__Job__
Rewrite the lines below, swapping "single point" for "one point" wherever it occurs and changing nothing else. Leave the pictures out of your answer.

__Record list__
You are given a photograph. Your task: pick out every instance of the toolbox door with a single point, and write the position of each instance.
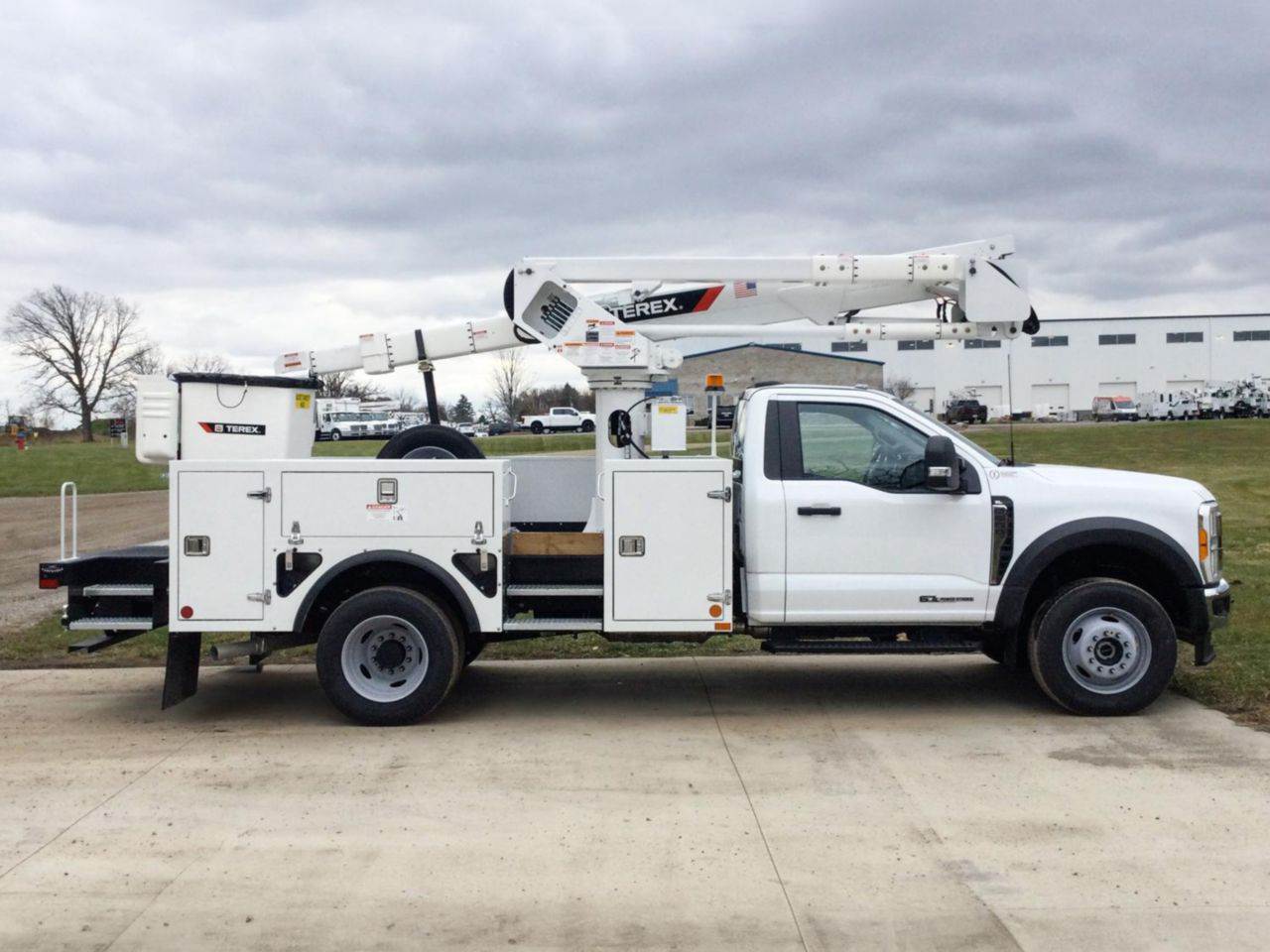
(668, 549)
(220, 544)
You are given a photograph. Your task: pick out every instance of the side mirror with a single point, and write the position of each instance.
(943, 466)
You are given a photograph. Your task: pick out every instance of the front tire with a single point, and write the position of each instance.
(388, 656)
(1102, 647)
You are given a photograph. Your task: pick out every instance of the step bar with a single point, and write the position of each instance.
(547, 590)
(516, 625)
(861, 647)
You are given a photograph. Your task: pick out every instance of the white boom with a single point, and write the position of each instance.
(979, 289)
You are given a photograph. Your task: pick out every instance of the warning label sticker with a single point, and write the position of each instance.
(385, 512)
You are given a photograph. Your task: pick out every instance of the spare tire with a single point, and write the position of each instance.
(429, 442)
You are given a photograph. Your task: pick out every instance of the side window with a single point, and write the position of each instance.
(860, 444)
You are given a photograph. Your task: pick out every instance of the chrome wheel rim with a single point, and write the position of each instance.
(1106, 651)
(385, 657)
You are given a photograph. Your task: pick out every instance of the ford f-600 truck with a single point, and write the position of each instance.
(843, 524)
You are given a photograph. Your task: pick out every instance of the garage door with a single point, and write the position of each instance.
(1056, 398)
(922, 399)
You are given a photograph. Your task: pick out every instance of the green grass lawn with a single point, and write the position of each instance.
(1223, 454)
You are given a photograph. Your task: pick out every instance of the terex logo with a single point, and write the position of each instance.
(238, 429)
(665, 304)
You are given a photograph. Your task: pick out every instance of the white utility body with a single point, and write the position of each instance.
(844, 521)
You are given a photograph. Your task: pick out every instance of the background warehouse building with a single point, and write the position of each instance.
(1067, 363)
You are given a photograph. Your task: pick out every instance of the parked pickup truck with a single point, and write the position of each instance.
(847, 524)
(965, 412)
(559, 417)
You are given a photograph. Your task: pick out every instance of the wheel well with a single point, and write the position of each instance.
(1105, 561)
(377, 574)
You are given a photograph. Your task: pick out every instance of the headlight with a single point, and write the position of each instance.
(1209, 542)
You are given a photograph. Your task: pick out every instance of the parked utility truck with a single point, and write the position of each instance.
(844, 522)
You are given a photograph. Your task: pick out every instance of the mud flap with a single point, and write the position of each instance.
(181, 678)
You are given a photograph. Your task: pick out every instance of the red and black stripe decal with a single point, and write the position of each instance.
(667, 304)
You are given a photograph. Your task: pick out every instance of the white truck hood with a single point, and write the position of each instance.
(1087, 477)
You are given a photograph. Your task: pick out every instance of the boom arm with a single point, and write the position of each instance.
(980, 293)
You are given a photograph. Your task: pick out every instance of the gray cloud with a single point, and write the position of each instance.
(261, 176)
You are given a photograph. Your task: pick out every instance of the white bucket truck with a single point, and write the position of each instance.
(844, 524)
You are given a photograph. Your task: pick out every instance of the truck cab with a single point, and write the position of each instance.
(861, 520)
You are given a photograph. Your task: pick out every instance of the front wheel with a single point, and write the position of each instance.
(388, 656)
(1102, 647)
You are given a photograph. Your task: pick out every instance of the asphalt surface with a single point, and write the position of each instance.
(30, 535)
(731, 803)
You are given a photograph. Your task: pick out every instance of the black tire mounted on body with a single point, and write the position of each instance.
(429, 442)
(1072, 630)
(350, 634)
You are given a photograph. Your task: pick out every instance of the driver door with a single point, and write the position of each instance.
(866, 542)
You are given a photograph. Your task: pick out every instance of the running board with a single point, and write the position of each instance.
(871, 648)
(93, 622)
(516, 625)
(104, 640)
(119, 590)
(540, 590)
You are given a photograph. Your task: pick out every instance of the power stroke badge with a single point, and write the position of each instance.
(238, 429)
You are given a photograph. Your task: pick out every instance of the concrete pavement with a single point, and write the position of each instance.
(726, 802)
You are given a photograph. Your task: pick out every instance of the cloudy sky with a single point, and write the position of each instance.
(258, 177)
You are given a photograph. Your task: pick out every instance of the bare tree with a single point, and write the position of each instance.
(146, 363)
(341, 384)
(901, 388)
(81, 348)
(509, 380)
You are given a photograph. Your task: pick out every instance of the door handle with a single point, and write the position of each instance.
(820, 511)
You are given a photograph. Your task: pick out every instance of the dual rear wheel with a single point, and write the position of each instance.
(389, 656)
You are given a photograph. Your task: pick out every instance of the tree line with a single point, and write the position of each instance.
(82, 350)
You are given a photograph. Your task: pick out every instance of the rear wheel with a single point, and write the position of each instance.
(388, 656)
(1102, 647)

__Complete output__
You are given a photograph. Your task: pick out every instance of the toolbox door with a one point, and write the position of each instance.
(668, 549)
(220, 544)
You are given a photograph. Your task: pick out every instance of the side mirror with a one point, and write the position of each instance.
(943, 466)
You are given a photograph. Your task: pick out every instance of the front tire with a one point, and write the position of each instance.
(388, 656)
(1102, 647)
You are given a photograph. Your task: pick out every instance of the step bar with a one point, and write the position of each instance.
(547, 590)
(516, 625)
(861, 647)
You are given a photograph. Your task: pick out every instance of the white boom with a one point, and write the position of each instance.
(979, 289)
You are given a photograph. Your task: pick out every instance of the warning label sticker with a one point, and write the position of each instance.
(385, 512)
You are given a photograph. Your task: pick out every instance of the spare tire with a one point, and write the position of each instance.
(429, 442)
You are given a photograph. Your task: pick out every instance of the side window with a one point, and write the position of each instance.
(860, 444)
You are given a photograph. Your task: pick out every instance of the chrome wheel rim with a one point, and write the position of each instance.
(1106, 651)
(385, 657)
You are given a photograph. Your task: pick out every instance of the ford f-600 truck with a one point, and write the position of each instance.
(843, 524)
You are given a photograph. Your task: pick out every instance of the garage door with a one point, and write the position of each instance.
(1056, 398)
(922, 399)
You are given a photograph. Your task: pick out every instance of the green grass lawn with a one point, and write the position of each instance.
(1223, 454)
You are given a photograph. Your task: pick out every instance of the terex logo with a one point, and write the position of each instance.
(238, 429)
(665, 304)
You are given a photograph. Your task: pick out every instance of the white utility body with a one point, and write the position of each instance.
(844, 521)
You are given a photograph. Your task: pick out every instance of the background warehouse building with a one point, and write the position of each instance.
(1067, 363)
You are given a photograph. Your task: pick out every instance of the parked pickup truck with a one point, and write the position of each instance.
(847, 524)
(965, 412)
(559, 417)
You are given a photograph. Your task: pick out every instance of the wheel well with a one point, and write the position of each instance.
(1105, 561)
(377, 574)
You are given a photograph. Your task: pick out every instance of the headlight with a one point, and write the position of each instance.
(1209, 542)
You are given a photograph. Your task: pick out every instance of the parked utility truck with a one point, and write the position of each instance.
(844, 522)
You are given a photograph. Your task: pick out every instance of the mud flap with a one point, and write the position of each instance.
(181, 678)
You are given a photograph. Your task: pick out every instance of the red and black stripe decal with a one point, and write the position of each instance.
(667, 304)
You are given a photograph. Your task: pick out every instance of the white truck hood with a one point, and write the position of each instance.
(1087, 477)
You are given a photograph. Your task: pick out every instance of the boom arm with a one point, and write the position of each instance.
(980, 293)
You are given a photograph. Your task: pick out every instance of the gray cloud with a one point, and write the position of each instance.
(261, 176)
You are given a photograph. Your task: pick out every instance of the white bucket truck with a one point, and write the position of each instance.
(844, 524)
You are given a photograph. Your task: pick out every instance of the truck cab with a one point, and write the position of each instance.
(861, 520)
You are given a photograph. Your task: pick out every instance of the front wheel with a one point, and write the position of each instance.
(388, 656)
(1102, 647)
You are given a photograph. Your task: pick out every instance of the asphalt surface with a one point, and write the position of each instance.
(30, 535)
(731, 803)
You are given a photograph. Your task: pick out every instance of the black tire mounted on body with a one point, and write the position of each instance.
(429, 442)
(1072, 630)
(350, 634)
You are given a photograph. Your task: pick out every instance of the driver door with a one point, and write the position of each instance.
(866, 542)
You are given a photograph. Your task: pick out every instance of the running board with a one point, and write the position of each instance.
(871, 648)
(93, 622)
(516, 625)
(104, 640)
(119, 590)
(540, 590)
You are given a photograph. Your task: pick out every instance of the power stroke badge with a one point, and write the position of each instance.
(238, 429)
You are given a photograph. Your task: pick out every instance of the concrete pavement with a one point, and write the position of each instance.
(726, 802)
You are given a photograph. Your task: pick out every instance of the cloudy sky with a one point, and write the position of each instance.
(258, 177)
You are given a photograph. Your task: pick out every instance of the bare tree with a one point, and write the position of each instance.
(146, 363)
(341, 384)
(901, 388)
(81, 348)
(509, 380)
You are given a photograph. Your task: pick out every instance of the door handle with a one point, and write the position of each instance.
(820, 511)
You are given a photograph. Your task: pick out every instance of the dual rear wheel with a one point, and write the position of each instance.
(389, 656)
You are given a photograph. Your task: pick out every instance of the tree line with a one point, and write the position of each instance.
(82, 350)
You are given a photograph. Your task: pick out every instance of the rear wheel with a one point, and write the position of each instance.
(388, 656)
(1102, 647)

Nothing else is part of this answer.